━━━ 抜粋本文

レビュー
ブリヂストン、POTENZA史上最速のストリートラジアル「RE-71R」説明&試乗会(前編)
対称パターン・対称形状採用し、“踏めるタイヤ”に
(2014/12/15 13:13)
ブリヂストンが2015年2月2日から発売するストリートラジアルタイヤ「POTENZA RE-71R」。ブリヂストンのスポーツタイヤブランドであるPOTENZA(ポテンザ)のフラグシップ製品であり、ストリートラジアルタイヤの性能を一段上に引き上げた「RE-71」に“R(レーシング)”が加わった製品名となっている。
そのRE-71Rの製品説明会&試乗会が筑波サーキット コース2000で開催された。本記事では、前編として製品説明会を主にお届けし、後編はモータージャーナリスト橋本洋平氏によるサーキット試乗記をお届けする。橋本洋平氏は、Car Watch誌上で連載している「GAZOO Racing 86/BRZ Race」奮闘記をお読みの読者には説明が不要だが、日本屈指のドライビング能力を持つモータージャーナリストである。その橋本氏に“POTENZA史上最速”をうたうRE-71Rの最速具合を体感していただいている。まずは、前編の説明会編でその最速テクノロジーを確認していただきたい。
“半端なタイヤにしたくなかったのでRE-71R”とした
説明会の冒頭、挨拶を行ったのはブリヂストンタイヤジャパン 消費財マーケティング本部長 長島淳二氏。長島氏は、ブランドを振り返り、モータースポーツにかける技術を市販用タイヤに投入してきたのが“ポテンザ”だという。
RE-71をはじめ、RE-711、RE-01などがそれらのタイヤで、それらの最新タイヤがRE-11Aだった。このRE-11Aに関しては、スポーツ走行層の減少や街乗り層の増加によりコンセプトを「一般路からサーキットまで実感できる楽しさと速さの追求」と広く構えたものとしていたが、86やBRZの登場による国産スポーツカーの復権により、新商品コンセプトは「サーキットでのラップタイム短縮追求」と尖ったものになった。そのために求められたものは、圧倒的なDRY(ドライ)性能で、「サーキットのあらゆるシーンで発揮されるハイグリップ」「ドライバーの感性と一致するステアリングフィール」を製品特長としている。
発売は2015年2月からとなり、発売サイズは185/60R14 82H~275/35R19 96Wの全41サイズ。一般へのお披露目は2015年1月に開催される「東京オートサロン」のブリヂストンブースになる。現行のRE-11Aの発売が2011年、その前作であるRE-11が2008年となるので、7年ぶりの完全新作タイヤとなる。

━━━━━━

- **課題**
抜粋本文について、「RE-71をはじめ、RE-7」を含む箇所から始め、「ール」を製品特長としている。」の後で終わる部分を、「ハイグリップ」を「高いグリップ力」に置き換えて書き直しなさい。 後に示す一覧は、ここでの作業には用いない。

━━━ 資料情報

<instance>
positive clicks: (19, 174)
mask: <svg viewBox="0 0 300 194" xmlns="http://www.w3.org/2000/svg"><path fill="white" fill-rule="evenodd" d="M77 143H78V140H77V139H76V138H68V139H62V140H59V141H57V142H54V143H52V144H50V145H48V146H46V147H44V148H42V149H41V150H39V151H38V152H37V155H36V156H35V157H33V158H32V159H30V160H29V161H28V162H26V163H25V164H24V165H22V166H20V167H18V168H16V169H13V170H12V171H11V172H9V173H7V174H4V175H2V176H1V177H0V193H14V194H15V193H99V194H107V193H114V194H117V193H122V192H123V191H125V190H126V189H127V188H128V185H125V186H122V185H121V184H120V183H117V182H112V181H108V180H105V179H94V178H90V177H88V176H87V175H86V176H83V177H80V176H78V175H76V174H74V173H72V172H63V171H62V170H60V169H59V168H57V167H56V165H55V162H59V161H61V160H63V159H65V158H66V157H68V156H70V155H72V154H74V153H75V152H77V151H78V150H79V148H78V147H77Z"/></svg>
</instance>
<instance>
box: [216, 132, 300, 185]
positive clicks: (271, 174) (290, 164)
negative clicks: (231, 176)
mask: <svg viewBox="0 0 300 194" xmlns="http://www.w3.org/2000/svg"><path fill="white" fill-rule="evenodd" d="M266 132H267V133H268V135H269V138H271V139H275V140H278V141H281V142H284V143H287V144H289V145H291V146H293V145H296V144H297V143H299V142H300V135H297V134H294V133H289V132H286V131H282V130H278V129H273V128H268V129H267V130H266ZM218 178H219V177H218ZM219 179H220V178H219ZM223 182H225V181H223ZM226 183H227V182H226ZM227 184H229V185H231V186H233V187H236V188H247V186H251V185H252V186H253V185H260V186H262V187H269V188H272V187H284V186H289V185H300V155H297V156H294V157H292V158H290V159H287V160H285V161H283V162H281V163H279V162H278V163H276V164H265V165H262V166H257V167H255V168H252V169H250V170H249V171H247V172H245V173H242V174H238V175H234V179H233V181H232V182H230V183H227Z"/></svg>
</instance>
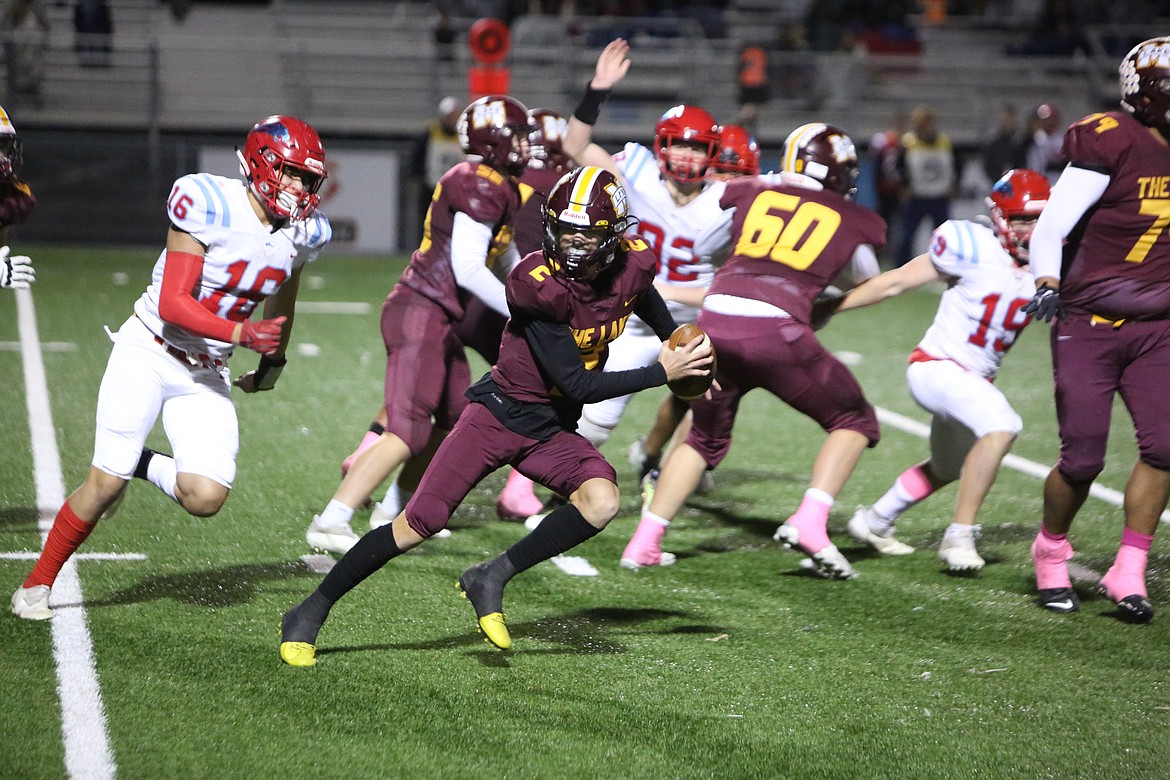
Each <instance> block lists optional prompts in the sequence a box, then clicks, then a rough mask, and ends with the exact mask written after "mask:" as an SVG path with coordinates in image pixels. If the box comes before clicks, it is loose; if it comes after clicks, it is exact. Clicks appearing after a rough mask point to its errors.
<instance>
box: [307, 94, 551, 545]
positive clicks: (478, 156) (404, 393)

━━━━━━

- **解答**
RE-71をはじめ、RE-711、RE-01などがそれらのタイヤで、それらの最新タイヤがRE-11Aだった。このRE-11Aに関しては、スポーツ走行層の減少や街乗り層の増加によりコンセプトを「一般路からサーキットまで実感できる楽しさと速さの追求」と広く構えたものとしていたが、86やBRZの登場による国産スポーツカーの復権により、新商品コンセプトは「サーキットでのラップタイム短縮追求」と尖ったものになった。そのために求められたものは、圧倒的なDRY(ドライ)性能で、「サーキットのあらゆるシーンで発揮される高いグリップ力」「ドライバーの感性と一致するステアリングフィール」を製品特長としている。